Dataset entries:
——

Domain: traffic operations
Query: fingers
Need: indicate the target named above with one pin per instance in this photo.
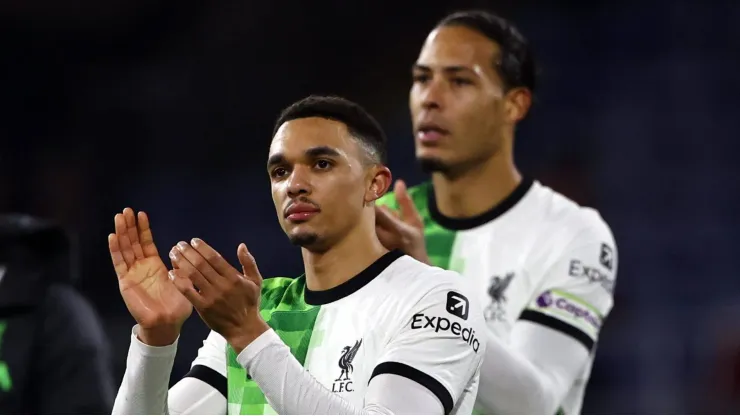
(387, 238)
(123, 241)
(214, 259)
(249, 265)
(185, 286)
(385, 218)
(133, 232)
(119, 264)
(146, 239)
(409, 213)
(185, 268)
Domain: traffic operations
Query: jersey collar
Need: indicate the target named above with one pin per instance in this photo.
(321, 297)
(496, 211)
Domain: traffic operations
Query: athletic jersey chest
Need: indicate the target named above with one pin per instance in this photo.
(495, 260)
(346, 343)
(340, 342)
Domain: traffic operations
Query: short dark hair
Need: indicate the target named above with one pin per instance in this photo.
(516, 65)
(360, 124)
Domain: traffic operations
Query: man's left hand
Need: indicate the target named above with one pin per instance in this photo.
(227, 300)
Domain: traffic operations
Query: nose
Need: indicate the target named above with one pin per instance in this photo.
(299, 183)
(432, 94)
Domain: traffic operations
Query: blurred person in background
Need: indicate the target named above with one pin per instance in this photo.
(54, 356)
(544, 266)
(364, 331)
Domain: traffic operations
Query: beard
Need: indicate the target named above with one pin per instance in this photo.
(304, 239)
(433, 165)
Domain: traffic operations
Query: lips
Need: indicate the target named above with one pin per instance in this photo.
(430, 133)
(301, 211)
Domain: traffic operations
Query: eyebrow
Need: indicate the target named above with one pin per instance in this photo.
(314, 152)
(448, 69)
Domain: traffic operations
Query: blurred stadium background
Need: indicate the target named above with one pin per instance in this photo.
(167, 106)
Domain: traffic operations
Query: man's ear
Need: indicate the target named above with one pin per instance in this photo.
(379, 181)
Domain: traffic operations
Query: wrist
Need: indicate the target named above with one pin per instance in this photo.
(247, 334)
(158, 336)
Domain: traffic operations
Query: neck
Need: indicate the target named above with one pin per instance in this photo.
(479, 188)
(344, 260)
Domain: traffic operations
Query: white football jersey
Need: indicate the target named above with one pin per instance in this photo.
(537, 256)
(399, 316)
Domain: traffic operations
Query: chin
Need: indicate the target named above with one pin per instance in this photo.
(305, 239)
(432, 164)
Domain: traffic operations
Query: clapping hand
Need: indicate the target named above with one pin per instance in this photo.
(226, 299)
(404, 229)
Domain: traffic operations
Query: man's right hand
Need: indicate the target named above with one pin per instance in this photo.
(402, 230)
(152, 299)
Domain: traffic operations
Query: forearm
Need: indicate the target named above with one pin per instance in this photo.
(146, 381)
(528, 381)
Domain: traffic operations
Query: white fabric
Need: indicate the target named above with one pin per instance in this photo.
(553, 261)
(290, 389)
(400, 316)
(144, 386)
(388, 319)
(533, 373)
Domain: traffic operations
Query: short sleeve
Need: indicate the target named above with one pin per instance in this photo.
(576, 293)
(440, 345)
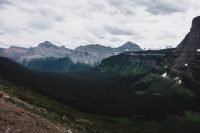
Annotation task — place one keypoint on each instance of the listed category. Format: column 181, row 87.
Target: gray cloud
column 4, row 2
column 117, row 31
column 164, row 6
column 110, row 22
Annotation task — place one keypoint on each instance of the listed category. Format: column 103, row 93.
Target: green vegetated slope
column 138, row 90
column 56, row 65
column 87, row 123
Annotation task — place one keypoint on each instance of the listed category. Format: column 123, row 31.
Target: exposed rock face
column 90, row 54
column 190, row 45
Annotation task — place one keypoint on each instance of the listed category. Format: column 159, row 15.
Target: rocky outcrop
column 189, row 46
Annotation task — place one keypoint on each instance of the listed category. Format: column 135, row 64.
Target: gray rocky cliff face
column 189, row 46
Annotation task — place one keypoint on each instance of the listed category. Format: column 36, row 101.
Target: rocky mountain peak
column 129, row 46
column 190, row 44
column 47, row 44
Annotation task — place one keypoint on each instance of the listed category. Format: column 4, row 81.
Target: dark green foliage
column 56, row 65
column 96, row 92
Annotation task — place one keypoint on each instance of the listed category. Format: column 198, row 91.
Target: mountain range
column 49, row 57
column 134, row 91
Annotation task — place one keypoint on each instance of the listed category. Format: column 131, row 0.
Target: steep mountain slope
column 190, row 45
column 14, row 119
column 51, row 64
column 82, row 58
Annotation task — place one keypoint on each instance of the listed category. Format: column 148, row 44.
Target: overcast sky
column 149, row 23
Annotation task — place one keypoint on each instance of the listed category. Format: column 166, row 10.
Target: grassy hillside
column 88, row 123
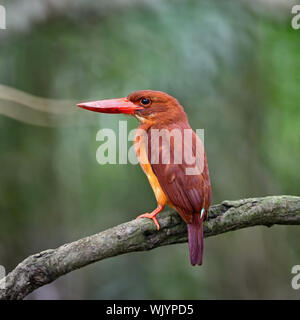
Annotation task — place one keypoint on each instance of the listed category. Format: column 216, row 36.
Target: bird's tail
column 195, row 236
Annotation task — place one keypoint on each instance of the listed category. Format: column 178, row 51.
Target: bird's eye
column 145, row 101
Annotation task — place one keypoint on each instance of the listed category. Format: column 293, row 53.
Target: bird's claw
column 150, row 216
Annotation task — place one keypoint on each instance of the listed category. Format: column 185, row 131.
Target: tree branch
column 141, row 235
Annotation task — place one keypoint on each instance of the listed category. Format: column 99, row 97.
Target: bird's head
column 145, row 105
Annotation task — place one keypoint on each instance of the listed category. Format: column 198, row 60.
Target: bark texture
column 141, row 235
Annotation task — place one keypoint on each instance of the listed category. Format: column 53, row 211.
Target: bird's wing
column 188, row 191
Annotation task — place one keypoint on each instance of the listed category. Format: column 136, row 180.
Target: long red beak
column 121, row 105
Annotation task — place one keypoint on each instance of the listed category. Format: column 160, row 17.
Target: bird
column 188, row 192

——

Your instructions:
Exactly reproduce the lines of the data above that run from the line containing "198, row 60." through the final one.

Response to the task:
Annotation task — place one keypoint on each instance of the listed category. Format: column 198, row 60.
Target: bark texture
column 141, row 235
Annotation task — place one keypoint on each instance of the listed category. Format: column 53, row 211.
Target: bird's wing
column 188, row 191
Annotation task — place one keypoint on each instance of the listed category. Format: column 136, row 180.
Target: long red beak
column 121, row 105
Annotation task — place one keypoint on each instance of the listed category. Format: column 160, row 17.
Target: bird
column 188, row 192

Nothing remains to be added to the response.